Requirement ▸
Below are lines of data, and only some are wanted. Please repeat exactly those from the line that has "Query: white dress shirt" through the line that has "pixel 29 70".

==================================================

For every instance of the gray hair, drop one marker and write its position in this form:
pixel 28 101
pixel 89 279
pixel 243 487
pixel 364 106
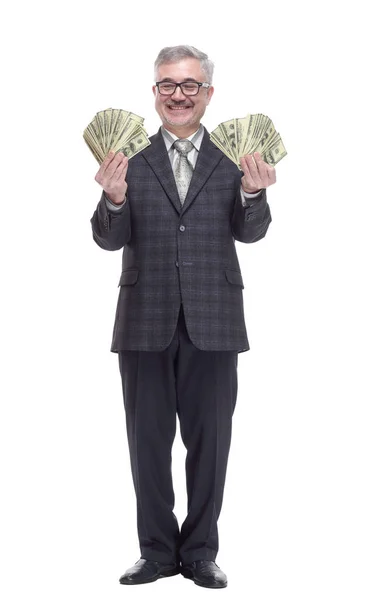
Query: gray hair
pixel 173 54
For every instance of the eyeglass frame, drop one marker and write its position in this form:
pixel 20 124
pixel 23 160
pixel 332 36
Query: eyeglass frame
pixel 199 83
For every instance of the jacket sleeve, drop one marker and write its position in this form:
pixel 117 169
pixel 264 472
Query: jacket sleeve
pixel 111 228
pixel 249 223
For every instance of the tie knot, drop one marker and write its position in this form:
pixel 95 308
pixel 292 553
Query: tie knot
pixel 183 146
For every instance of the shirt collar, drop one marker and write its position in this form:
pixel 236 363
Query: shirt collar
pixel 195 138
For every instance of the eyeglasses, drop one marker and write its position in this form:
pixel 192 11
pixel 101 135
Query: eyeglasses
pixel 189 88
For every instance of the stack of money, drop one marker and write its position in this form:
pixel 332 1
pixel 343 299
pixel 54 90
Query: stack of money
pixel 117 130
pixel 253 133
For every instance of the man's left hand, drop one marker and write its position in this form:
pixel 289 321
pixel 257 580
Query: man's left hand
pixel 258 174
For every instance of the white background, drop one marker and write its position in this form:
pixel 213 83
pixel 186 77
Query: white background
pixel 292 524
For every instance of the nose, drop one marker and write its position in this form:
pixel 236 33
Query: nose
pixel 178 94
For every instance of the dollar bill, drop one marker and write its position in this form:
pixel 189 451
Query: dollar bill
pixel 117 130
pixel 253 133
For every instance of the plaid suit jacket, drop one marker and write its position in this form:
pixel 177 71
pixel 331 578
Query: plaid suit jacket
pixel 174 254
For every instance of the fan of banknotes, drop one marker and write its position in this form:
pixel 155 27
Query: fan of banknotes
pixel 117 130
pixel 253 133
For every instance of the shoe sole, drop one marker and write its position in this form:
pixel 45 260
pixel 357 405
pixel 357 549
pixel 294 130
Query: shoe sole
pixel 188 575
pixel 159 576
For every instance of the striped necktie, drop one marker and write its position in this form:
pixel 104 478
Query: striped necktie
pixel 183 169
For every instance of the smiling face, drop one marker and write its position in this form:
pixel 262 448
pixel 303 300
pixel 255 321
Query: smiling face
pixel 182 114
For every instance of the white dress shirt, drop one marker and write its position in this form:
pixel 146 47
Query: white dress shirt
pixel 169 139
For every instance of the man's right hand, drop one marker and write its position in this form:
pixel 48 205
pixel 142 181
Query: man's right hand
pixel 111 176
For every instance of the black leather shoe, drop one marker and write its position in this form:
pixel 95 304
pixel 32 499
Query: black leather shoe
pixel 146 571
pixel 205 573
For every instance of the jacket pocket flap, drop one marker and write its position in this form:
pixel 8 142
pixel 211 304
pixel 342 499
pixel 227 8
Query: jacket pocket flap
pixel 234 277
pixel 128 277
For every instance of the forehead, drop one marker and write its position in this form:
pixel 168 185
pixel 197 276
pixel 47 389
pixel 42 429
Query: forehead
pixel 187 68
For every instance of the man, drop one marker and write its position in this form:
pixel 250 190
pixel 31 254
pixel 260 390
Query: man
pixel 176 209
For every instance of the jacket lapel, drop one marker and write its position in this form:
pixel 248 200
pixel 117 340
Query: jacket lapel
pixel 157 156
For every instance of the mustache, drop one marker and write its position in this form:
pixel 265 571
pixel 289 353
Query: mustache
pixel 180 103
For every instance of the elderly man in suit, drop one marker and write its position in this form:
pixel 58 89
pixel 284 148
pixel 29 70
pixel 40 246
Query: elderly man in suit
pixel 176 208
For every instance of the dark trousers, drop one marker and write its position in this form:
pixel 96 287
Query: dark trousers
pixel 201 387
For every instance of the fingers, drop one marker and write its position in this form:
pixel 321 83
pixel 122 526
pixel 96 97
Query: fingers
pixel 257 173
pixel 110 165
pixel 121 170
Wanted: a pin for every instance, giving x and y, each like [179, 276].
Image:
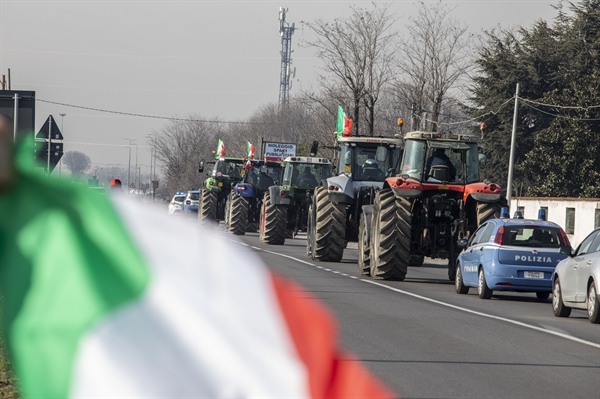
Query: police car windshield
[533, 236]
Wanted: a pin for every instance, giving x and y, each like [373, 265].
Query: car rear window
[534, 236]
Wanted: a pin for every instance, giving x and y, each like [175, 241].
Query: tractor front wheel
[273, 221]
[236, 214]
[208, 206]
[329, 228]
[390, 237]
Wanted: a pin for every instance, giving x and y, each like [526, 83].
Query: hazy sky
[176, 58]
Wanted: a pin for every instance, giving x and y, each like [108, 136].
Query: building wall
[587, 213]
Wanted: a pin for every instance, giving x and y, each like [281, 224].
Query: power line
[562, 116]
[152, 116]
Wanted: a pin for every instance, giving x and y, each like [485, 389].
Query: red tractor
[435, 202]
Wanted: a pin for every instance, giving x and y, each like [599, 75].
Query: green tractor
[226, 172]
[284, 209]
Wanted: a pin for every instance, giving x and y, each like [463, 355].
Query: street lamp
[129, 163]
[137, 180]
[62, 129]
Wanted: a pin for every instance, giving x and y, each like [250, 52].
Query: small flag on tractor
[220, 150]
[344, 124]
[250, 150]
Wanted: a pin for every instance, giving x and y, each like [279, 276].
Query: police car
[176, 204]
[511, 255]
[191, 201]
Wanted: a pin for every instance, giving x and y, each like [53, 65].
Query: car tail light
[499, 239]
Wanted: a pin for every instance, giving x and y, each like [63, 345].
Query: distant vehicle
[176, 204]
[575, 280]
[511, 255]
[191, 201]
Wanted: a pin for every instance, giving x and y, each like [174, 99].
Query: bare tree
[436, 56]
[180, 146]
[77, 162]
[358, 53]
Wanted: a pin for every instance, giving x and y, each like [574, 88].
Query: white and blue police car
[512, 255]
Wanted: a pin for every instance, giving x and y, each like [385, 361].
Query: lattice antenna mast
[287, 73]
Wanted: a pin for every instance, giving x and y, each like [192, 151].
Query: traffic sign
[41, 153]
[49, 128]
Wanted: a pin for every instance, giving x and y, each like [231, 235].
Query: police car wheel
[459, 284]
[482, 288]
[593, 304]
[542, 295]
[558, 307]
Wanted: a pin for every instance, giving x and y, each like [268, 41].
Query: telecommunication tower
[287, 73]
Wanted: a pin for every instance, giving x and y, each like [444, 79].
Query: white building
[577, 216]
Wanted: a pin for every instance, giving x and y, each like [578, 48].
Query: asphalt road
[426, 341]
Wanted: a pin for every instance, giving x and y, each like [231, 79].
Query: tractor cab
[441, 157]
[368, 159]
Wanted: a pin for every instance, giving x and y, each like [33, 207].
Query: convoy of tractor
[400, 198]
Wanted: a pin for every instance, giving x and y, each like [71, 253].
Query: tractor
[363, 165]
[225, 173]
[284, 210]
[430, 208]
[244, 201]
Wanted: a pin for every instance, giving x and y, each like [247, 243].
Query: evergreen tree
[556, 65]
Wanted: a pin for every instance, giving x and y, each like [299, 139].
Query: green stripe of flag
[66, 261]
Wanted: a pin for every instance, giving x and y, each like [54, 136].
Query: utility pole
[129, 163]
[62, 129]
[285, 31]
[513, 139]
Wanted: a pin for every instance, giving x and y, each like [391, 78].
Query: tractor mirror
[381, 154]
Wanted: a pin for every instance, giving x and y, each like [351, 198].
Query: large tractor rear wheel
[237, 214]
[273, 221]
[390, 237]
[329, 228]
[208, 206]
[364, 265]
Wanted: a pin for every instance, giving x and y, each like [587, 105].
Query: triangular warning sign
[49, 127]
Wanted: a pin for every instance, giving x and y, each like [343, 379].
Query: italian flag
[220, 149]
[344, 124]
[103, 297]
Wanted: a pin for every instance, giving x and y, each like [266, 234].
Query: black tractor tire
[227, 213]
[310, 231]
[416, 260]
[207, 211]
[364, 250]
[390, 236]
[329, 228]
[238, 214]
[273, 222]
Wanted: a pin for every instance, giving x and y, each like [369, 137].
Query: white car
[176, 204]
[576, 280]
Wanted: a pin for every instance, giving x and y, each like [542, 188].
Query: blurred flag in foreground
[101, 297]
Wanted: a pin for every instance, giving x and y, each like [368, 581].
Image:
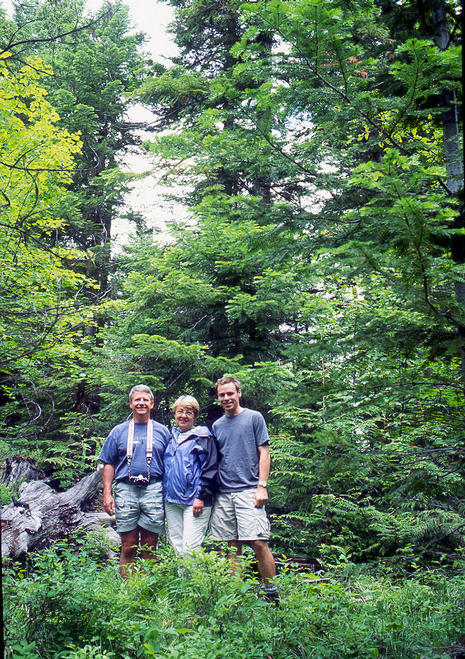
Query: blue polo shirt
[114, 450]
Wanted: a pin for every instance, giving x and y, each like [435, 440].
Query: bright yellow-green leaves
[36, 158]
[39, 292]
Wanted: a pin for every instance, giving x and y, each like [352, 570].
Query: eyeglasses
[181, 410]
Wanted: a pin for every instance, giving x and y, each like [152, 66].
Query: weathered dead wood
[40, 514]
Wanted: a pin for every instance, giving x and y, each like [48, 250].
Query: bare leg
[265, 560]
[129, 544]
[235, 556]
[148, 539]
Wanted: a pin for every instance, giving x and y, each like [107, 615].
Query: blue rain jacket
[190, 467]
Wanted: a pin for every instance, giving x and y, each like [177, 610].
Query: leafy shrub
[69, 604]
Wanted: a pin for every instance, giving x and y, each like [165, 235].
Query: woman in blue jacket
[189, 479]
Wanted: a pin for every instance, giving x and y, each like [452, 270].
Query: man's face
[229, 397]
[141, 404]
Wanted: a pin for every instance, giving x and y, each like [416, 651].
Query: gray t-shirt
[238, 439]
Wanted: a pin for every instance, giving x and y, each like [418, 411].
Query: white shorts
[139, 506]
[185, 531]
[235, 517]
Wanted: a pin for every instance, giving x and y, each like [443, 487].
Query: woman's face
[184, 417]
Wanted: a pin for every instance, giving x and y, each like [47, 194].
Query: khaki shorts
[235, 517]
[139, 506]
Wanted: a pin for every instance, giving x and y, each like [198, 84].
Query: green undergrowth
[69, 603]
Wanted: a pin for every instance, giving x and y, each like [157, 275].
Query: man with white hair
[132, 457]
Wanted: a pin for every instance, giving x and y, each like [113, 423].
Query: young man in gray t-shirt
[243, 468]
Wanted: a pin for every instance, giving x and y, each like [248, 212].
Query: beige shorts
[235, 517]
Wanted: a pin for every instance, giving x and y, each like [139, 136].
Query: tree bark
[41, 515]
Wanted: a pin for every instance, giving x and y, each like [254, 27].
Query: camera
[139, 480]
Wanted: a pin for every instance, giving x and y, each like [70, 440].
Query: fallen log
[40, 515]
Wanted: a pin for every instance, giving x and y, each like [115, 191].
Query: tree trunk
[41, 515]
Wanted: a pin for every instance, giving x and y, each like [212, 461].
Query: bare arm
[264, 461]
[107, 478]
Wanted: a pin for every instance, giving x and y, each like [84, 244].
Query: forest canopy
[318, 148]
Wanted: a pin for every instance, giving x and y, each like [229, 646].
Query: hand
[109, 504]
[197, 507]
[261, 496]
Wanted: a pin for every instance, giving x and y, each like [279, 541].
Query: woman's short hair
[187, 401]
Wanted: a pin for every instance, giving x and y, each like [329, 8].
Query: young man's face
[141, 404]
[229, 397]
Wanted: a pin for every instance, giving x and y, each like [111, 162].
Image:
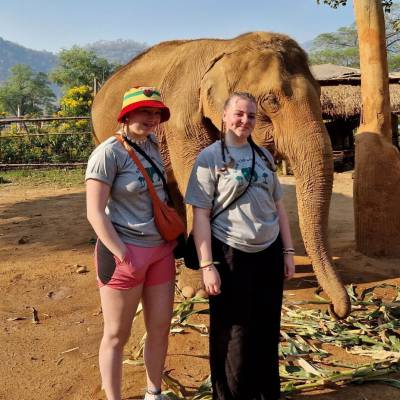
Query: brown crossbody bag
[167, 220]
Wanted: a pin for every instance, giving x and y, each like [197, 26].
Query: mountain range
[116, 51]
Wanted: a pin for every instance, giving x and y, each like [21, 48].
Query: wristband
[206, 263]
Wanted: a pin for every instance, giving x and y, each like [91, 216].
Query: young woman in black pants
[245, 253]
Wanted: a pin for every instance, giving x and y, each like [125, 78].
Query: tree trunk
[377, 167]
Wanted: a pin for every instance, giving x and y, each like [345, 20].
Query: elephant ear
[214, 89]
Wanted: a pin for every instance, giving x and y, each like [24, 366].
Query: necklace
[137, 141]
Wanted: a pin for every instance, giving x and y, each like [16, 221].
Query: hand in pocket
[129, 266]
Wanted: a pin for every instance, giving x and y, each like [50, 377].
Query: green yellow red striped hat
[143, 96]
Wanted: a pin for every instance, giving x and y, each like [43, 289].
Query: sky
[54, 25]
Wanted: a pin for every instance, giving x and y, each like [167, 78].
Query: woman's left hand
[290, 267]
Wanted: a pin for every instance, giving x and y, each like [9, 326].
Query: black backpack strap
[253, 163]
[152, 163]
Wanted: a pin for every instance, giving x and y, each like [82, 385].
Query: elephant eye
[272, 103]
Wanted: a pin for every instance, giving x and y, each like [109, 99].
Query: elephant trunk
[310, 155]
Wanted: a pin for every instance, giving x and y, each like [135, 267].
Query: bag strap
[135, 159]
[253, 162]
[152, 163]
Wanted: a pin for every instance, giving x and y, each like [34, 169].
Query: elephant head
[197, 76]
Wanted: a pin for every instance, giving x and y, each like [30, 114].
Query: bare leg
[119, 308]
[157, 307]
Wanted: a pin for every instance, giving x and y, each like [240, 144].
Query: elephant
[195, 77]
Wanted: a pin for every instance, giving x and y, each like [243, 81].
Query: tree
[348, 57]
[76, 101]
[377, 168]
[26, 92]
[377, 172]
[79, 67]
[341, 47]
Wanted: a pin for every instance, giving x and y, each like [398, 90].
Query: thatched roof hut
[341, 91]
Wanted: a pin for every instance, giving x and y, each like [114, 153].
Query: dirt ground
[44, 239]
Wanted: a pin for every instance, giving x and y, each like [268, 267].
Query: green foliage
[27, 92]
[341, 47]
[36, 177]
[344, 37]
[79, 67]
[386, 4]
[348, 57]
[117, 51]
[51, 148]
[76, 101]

==================================================

Exercise response ▸
Query: white dress shirt
pixel 169 139
For every instance of the man's right hand, drop one marker and write its position in this form:
pixel 48 205
pixel 142 181
Query: man's right hand
pixel 111 176
For every instance of the black leather shoe, drop one marker and write its position in this form:
pixel 95 304
pixel 32 499
Query: black leather shoe
pixel 146 571
pixel 205 573
For every instance of the jacket pocket flap, drop one marker and write its position in this form:
pixel 8 142
pixel 211 304
pixel 342 499
pixel 227 8
Query: jacket pocket flap
pixel 234 277
pixel 128 277
For every instance of the forehead, drop one marker and write its position in this form:
pixel 168 185
pixel 197 276
pixel 47 389
pixel 42 429
Query: forehead
pixel 187 68
For every instance of the man, drop one marker and write its position in this form:
pixel 250 190
pixel 31 254
pixel 260 390
Query: man
pixel 176 209
For every instance of the jacket lapel, drop one marker and write its position in this form:
pixel 248 200
pixel 117 340
Query: jacket lapel
pixel 157 156
For every instance of the mustache, drop one marker and write its position in this form:
pixel 265 571
pixel 289 353
Query: mustache
pixel 180 103
For every instance of the elderly man in suit, drop one marker and write its position in this form:
pixel 58 89
pixel 284 148
pixel 29 70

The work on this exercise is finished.